◆ Tasks ◆
A) Output the passage from the article on the Fijian Drua's economic impact starting at "They said each" and ending at "factor of 2.31.".
B) In the article on the Fijian Drua's economic impact, by what factor does every $FJ1 of Drua final spending on game day boost sales across the economy?

FIJI’S Super Rugby Pacific teams – Fijian Drua and Fijian Drua Women’s home games during the 2025 season that concluded in May early this year contributed $108 million to Fiji’s gross domestic product (GDP).

These were revealed by ANZ Group senior international economists Kishti Sen and Tom Kenny in the bank’s Pacific Insight publication released on August 29, saying the men’s seven games and women’s two games on home ground generated substantial positive economic spinoffs.

Having only entered the competition in 2022, Drua teams were making a significant contribution to Fiji’s economy and employment.

“A large chunk of that economic activity was generated indirectly, mostly through a boost to tourism but also through increased merchandise sales and higher transport, retail advertising and media demand,” Mr Sen and Mr Kenny said in the report.

They said each game drew on inputs from other industries, which in turn required input from suppliers, creating spillover benefits in terms of additional sales.

“We calculate the value of these links by mapping the relationships to related industries. This shows how each supplier purchases domestic inputs from others to produce the goods and services that support the games,” the international economists said.

“This enables us to trace the effects Drua’s games have on additional sales and their value added to GDP.”

The economists said every $FJ1 of Drua final spending on the game day boosts sales across the economy by a factor of 2.31.

“This means that for every $FJ1m of ‘game day experience’, a total of $FJ2.31m of gross output (sales) is generated by domestic industries.”

Mr Sen and Mr Kenny said importantly, the estimates suggested that hosting Super Rugby Pacific games contributed $82m indirectly to GDP in 2025, yielding a total contribution to GDP of $108m.

The duo said the Drua home games had also lifted Fiji’s international profile, particularly for sports tourism because they were broadcast live internationally.

They added that the mantra of the Fijian Drua teams was to make each event the “best ever” game-day experience for spectators.

The economists said those games demonstrated Fiji’s potential as a premiere location for major events and as a centre for business activity.

“Through the exposure I gives to the country, the economic contribution of staging of Drua’s home games has room for growth in our view.”

◆ Data extract ◆

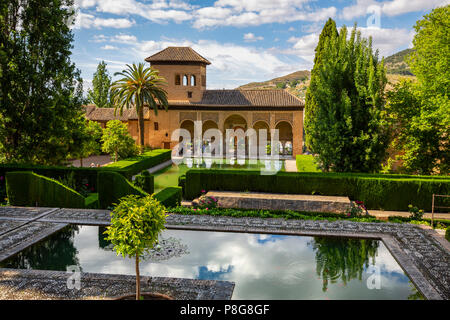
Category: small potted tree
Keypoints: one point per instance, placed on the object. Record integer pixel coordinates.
(136, 223)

◆ Worked answers ◆
A)
They said each game drew on inputs from other industries, which in turn required input from suppliers, creating spillover benefits in terms of additional sales.

“We calculate the value of these links by mapping the relationships to related industries. This shows how each supplier purchases domestic inputs from others to produce the goods and services that support the games,” the international economists said.

“This enables us to trace the effects Drua’s games have on additional sales and their value added to GDP.”

The economists said every $FJ1 of Drua final spending on the game day boosts sales across the economy by a factor of 2.31.

B) By a factor of 2.31.